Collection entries
####################

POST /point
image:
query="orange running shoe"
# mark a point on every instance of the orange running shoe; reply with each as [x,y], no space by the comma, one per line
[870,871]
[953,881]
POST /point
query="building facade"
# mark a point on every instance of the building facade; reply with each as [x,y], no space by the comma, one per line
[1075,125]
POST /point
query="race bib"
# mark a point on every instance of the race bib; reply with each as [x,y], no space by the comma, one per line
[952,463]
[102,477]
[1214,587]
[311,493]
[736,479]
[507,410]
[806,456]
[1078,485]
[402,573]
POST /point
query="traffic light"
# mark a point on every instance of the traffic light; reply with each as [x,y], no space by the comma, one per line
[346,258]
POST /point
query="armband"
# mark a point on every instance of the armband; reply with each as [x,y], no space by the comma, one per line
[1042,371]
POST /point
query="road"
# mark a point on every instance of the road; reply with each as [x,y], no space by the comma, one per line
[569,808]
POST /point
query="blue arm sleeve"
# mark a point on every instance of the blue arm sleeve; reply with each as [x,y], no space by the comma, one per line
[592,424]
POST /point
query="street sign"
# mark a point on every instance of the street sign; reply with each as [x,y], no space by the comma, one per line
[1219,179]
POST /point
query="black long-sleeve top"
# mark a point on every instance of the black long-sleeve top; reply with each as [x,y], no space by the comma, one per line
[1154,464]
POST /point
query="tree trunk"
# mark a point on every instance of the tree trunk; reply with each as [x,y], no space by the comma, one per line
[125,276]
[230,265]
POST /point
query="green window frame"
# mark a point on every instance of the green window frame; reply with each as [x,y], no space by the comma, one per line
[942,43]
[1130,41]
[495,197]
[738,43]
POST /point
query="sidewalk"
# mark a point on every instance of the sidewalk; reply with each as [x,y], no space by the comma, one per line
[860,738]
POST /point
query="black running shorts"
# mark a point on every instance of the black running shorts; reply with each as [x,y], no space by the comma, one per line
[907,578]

####################

# [Task directions]
Return the lines beginning at the one that contains "# mark a point on every instance of the blue" and continuing through the last line of the data, exactly as they stand and without any others.

# [Solution for this exercise]
# mark a point on every instance of the blue arm sleeve; reply with each as [x,y], no space by the comma, one per line
[592,424]
POST /point
query="street sign"
# mark a point on every instance of the street sign; reply with each as [x,y], no space by the comma, one per line
[1219,179]
POST /point
query="black long-sleeve top"
# mark a point on every instance of the black long-sleeve top; reply with each as [x,y], no space by the comma, one per line
[1154,464]
POST /point
query="tree trunk"
# mark a point on every instance of the tree trunk; reply with each as [x,y], no space by the comma, one per line
[125,276]
[230,265]
POST /point
query="green window frame"
# mark a point on every instance of the green window frame; reply with each as [x,y], no space by the comma, one per line
[942,43]
[1130,41]
[495,197]
[738,43]
POST /point
query="sidewalk"
# mark a point on every instance of the sidewalk; reply with each as [x,y], no space by the comma, one per line
[860,738]
POST /point
query="black running shorts"
# mark a point on every instance of the black running shorts; reply with each as [x,y], no space by the comma, one per line
[907,578]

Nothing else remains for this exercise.